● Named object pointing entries
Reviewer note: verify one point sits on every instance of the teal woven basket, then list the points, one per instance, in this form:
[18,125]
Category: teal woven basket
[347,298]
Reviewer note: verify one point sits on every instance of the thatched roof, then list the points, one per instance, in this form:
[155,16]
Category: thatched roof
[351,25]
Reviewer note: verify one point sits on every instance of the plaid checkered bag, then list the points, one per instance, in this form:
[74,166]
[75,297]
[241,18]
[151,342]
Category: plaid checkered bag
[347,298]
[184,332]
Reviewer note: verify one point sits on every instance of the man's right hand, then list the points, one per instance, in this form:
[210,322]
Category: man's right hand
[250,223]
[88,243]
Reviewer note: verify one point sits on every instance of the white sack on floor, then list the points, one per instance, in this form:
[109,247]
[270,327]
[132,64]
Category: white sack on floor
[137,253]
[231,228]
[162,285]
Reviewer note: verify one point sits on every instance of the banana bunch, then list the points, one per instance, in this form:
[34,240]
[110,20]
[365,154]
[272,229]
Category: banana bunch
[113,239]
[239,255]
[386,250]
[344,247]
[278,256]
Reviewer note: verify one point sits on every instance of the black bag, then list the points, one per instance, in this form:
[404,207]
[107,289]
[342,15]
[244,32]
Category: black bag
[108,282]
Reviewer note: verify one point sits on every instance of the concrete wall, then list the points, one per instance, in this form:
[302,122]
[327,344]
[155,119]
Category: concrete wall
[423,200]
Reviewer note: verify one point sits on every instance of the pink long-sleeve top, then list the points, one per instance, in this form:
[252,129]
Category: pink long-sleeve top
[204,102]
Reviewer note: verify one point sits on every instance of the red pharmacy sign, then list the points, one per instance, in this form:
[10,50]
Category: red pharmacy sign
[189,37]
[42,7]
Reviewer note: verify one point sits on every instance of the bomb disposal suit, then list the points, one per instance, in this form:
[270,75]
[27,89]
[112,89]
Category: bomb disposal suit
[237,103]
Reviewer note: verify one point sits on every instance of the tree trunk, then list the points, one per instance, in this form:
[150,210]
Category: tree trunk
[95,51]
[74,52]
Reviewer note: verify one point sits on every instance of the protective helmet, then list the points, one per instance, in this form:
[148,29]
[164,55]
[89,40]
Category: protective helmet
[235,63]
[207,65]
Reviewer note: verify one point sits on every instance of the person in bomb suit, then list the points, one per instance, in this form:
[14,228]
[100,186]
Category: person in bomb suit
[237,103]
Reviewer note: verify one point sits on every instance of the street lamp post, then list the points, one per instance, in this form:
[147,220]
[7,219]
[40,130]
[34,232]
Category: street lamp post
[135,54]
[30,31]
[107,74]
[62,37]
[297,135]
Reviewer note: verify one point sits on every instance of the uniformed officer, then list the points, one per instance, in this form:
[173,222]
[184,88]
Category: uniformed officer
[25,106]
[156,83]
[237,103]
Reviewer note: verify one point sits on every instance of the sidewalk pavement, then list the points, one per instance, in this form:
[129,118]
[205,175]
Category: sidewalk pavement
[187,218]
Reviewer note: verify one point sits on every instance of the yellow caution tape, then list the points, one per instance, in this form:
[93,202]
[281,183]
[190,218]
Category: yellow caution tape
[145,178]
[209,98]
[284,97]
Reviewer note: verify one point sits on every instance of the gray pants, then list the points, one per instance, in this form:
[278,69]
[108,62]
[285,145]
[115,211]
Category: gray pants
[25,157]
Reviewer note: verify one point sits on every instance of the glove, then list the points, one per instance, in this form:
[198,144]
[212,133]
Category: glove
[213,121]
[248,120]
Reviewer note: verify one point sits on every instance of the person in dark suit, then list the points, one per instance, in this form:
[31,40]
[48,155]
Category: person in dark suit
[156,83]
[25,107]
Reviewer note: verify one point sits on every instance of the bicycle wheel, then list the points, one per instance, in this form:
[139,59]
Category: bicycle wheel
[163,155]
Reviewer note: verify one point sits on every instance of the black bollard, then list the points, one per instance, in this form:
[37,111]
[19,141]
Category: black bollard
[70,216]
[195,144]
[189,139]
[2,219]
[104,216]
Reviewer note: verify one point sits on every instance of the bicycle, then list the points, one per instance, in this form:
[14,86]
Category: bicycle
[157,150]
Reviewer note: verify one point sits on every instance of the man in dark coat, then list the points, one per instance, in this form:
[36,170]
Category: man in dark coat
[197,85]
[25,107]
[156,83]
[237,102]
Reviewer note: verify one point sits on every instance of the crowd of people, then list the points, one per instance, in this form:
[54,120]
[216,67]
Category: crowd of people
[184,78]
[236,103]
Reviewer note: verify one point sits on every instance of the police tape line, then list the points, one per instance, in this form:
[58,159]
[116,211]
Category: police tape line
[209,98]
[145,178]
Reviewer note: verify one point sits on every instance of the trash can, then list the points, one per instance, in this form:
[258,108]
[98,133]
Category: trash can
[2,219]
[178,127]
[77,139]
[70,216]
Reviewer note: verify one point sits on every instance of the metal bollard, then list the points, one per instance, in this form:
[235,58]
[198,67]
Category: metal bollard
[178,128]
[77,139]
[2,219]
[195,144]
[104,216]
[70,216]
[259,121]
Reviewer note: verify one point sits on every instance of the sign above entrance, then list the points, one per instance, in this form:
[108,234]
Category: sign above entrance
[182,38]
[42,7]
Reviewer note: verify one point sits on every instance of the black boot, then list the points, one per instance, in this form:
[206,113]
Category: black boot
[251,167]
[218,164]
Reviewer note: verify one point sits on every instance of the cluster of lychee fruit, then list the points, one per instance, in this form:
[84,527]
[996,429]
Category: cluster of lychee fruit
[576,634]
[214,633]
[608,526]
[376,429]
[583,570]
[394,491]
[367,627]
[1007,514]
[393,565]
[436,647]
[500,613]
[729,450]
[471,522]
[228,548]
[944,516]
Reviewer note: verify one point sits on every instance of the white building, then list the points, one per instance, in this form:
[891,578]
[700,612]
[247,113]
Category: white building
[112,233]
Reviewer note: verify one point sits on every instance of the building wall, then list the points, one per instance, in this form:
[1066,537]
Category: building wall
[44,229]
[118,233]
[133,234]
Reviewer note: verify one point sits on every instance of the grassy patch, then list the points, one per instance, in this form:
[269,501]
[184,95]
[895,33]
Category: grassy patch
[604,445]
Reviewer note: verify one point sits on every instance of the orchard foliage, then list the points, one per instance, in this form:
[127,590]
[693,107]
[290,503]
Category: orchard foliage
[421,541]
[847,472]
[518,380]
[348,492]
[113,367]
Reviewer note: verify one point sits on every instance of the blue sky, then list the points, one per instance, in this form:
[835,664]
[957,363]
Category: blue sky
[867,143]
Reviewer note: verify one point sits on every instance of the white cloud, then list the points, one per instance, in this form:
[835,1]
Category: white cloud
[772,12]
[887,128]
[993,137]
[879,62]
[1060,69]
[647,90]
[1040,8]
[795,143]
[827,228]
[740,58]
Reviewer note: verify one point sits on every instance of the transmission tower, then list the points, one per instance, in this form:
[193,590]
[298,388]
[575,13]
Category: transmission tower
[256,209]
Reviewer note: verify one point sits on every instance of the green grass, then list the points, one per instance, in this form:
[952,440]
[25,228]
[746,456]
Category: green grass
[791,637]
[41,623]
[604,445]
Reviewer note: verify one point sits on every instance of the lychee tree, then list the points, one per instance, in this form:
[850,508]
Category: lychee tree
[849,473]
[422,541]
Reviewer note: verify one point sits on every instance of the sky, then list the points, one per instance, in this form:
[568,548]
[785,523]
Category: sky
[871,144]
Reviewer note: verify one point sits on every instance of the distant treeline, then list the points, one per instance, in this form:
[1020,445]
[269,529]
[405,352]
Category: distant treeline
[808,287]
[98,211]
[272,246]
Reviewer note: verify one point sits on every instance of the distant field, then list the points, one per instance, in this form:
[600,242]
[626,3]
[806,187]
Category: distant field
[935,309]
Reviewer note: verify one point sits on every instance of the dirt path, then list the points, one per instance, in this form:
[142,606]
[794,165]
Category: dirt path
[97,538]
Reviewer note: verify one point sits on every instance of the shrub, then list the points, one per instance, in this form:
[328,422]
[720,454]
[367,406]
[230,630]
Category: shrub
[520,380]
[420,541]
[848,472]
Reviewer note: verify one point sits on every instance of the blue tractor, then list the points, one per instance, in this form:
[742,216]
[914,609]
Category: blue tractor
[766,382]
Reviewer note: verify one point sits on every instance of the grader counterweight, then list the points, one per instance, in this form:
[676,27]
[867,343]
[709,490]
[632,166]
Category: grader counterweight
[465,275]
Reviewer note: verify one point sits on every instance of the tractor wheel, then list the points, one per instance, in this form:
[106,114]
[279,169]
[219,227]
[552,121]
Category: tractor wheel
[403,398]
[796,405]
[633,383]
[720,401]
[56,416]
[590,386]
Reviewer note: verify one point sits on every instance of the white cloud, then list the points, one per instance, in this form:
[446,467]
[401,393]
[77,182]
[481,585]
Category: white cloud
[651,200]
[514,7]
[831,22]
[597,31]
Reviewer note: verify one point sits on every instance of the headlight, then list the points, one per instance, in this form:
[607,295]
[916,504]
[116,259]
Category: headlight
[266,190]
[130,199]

● Set task
From the line containing "the shrub, then" down to the final line of the data, write out every line exactly; both the first and last of these belong in your answer, and nothing else does.

● Full response
Reviewer note: verify one point sits on every instance of the shrub, then list the points, one per instance, in this form:
[328,422]
[720,454]
[367,406]
[230,630]
Category: shrub
[520,380]
[420,541]
[848,472]
Reviewer note: verify one point sits on every instance of the blue tractor, then list the points, one per instance, in this form:
[742,216]
[914,609]
Category: blue tractor
[766,382]
Reviewer note: verify one point sits on every instance of the grader counterweight, then list the points, one per instance, in this form:
[676,27]
[867,343]
[709,490]
[632,166]
Category: grader counterweight
[465,275]
Reviewer note: verify one point sits on every instance of the tractor wheel, then list the points, one per instance, in this form:
[106,114]
[279,169]
[219,227]
[552,121]
Category: tractor wheel
[403,398]
[796,405]
[633,383]
[720,401]
[56,416]
[590,386]
Reviewer note: verify one point sits on every instance of the white cloud, then list the points, one per instance, in this form:
[446,467]
[401,393]
[77,182]
[481,585]
Category: white cloud
[651,200]
[514,7]
[831,22]
[597,31]
Reviewer note: verify one point sits on every instance of the headlight, then list the points, one per instance, in this form:
[607,295]
[916,504]
[116,259]
Category: headlight
[266,190]
[130,199]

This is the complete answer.